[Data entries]
## begin
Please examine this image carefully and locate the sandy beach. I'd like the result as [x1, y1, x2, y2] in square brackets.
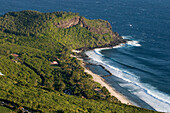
[71, 50, 133, 105]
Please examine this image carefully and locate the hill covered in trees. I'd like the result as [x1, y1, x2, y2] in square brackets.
[0, 11, 157, 113]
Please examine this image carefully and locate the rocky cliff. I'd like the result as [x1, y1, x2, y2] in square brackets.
[54, 16, 120, 37]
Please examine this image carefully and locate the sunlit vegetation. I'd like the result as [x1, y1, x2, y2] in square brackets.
[0, 11, 157, 113]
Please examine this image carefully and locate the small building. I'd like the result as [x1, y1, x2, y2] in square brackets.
[51, 61, 58, 65]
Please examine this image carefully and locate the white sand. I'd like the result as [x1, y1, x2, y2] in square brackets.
[71, 55, 133, 105]
[82, 63, 132, 105]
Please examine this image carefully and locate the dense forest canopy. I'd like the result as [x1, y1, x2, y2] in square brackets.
[0, 11, 157, 113]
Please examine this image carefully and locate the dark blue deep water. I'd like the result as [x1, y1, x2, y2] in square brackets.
[0, 0, 170, 112]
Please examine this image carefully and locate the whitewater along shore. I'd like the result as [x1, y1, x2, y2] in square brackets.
[71, 50, 133, 105]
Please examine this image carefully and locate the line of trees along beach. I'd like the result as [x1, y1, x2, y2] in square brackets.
[0, 11, 155, 113]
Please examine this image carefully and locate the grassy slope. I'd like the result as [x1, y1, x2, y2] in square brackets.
[0, 11, 157, 113]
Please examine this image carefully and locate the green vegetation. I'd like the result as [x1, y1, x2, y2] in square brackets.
[0, 106, 12, 113]
[0, 11, 157, 113]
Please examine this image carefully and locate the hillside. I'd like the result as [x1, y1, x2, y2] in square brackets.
[0, 11, 157, 113]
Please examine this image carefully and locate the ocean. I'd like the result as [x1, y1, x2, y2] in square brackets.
[0, 0, 170, 112]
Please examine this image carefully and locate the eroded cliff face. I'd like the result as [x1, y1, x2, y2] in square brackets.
[80, 18, 112, 34]
[54, 16, 80, 28]
[54, 16, 125, 43]
[54, 16, 112, 34]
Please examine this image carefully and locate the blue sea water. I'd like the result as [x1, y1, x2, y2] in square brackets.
[0, 0, 170, 112]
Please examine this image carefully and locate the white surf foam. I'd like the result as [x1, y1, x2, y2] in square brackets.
[127, 40, 141, 46]
[86, 49, 170, 112]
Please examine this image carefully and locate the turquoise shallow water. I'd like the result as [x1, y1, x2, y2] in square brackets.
[0, 0, 170, 111]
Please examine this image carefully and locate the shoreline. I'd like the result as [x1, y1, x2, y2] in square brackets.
[81, 62, 133, 105]
[71, 47, 133, 106]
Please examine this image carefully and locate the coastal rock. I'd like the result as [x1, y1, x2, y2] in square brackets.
[54, 16, 80, 28]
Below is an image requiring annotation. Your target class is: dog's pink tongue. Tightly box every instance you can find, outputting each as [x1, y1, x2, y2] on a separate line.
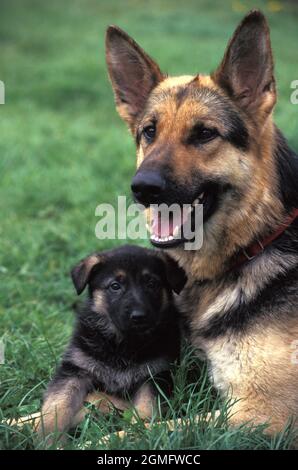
## end
Rewrite all of the records above, swapping "in square brackets" for "in parentheses" everywhere and keeping everything else the same. Leave the pictures out of your answer.

**Finished answer**
Please examine this image carefully and locate the sandy beach. I'd like the result as [x1, y1, x2, y2] in parentheses.
[71, 50, 133, 105]
Please examine this image carefully and locate the hill covered in trees. I'd like the result as [x1, y1, x2, y2] in parentheses.
[0, 11, 157, 113]
Please examine this image carefully and locate the rocky cliff. I'd like the result as [x1, y1, x2, y2] in parentheses.
[54, 16, 120, 37]
Please examine this image carefully and locate the sunlit vegetation. I'd like the result as [x1, y1, x2, y2] in parentheses.
[0, 11, 157, 113]
Please examine this image carefully and locate the small building. I'd like the result as [x1, y1, x2, y2] in parentheses.
[51, 61, 58, 65]
Please examine this image carefully and locate the white sand. I'd like the result as [x1, y1, x2, y2] in parentheses.
[71, 55, 133, 105]
[82, 63, 132, 105]
Please examine this image carefully and locate the dense forest canopy. I'd like the result as [x1, y1, x2, y2] in parentheses.
[0, 11, 157, 113]
Please examine this image carefully and locate the dark blue deep water. I'd like the result as [x1, y1, x2, y2] in parentheses.
[0, 0, 170, 112]
Please examine this image carefully and locate the whitewater along shore. I'd like the result as [x1, y1, x2, y2] in parentheses.
[71, 50, 133, 105]
Please examine this image carefully and locate the line of trees along beach. I'd like the result as [x1, y1, x2, y2] in parentheses.
[0, 11, 155, 113]
Please examine this image carefully and locate the grassy slope. I'd like the result as [x1, y1, x2, y2] in parentheses.
[0, 11, 157, 113]
Please examine this image carefully and locate the green vegetation. I'd like the result as [x1, y1, x2, y2] in parentheses.
[0, 106, 12, 113]
[0, 11, 157, 113]
Please examine this image carefully and locate the hillside. I'd like the result as [x1, y1, x2, y2] in parentheses.
[0, 11, 157, 113]
Please examine this image carefully and locate the ocean. I'd like the result as [x1, y1, x2, y2] in parentheses.
[0, 0, 170, 112]
Please examine this image carefully and locate the eroded cliff face. I'd like the result as [x1, y1, x2, y2] in parentheses.
[80, 18, 112, 34]
[54, 16, 80, 28]
[54, 16, 125, 43]
[54, 16, 112, 34]
Please examine this image carefully and locate the blue sea water. I'd like the result as [x1, y1, x2, y2] in parentheses.
[0, 0, 170, 112]
Please examine this image carefully and locate the white surf foam. I'd like the result as [x1, y1, x2, y2] in parentheses.
[127, 40, 141, 46]
[86, 49, 170, 112]
Please examine this image carefully and locate the turquoise shallow water. I'd like the result as [x1, y1, x2, y2] in parentheses.
[0, 0, 170, 111]
Please examine this image carefully and locate the shoreline. I'd like the result as [x1, y1, x2, y2] in parentheses.
[81, 62, 133, 105]
[71, 47, 133, 106]
Please examine this image carefully and locate the coastal rock. I'd like the result as [x1, y1, x2, y2] in parentheses.
[54, 16, 80, 28]
Below is an image requiring annotation. Your target class is: dog's pink tongue. Tightly box every instance you can find, outputting each as [x1, y1, x2, y2] on a separate line.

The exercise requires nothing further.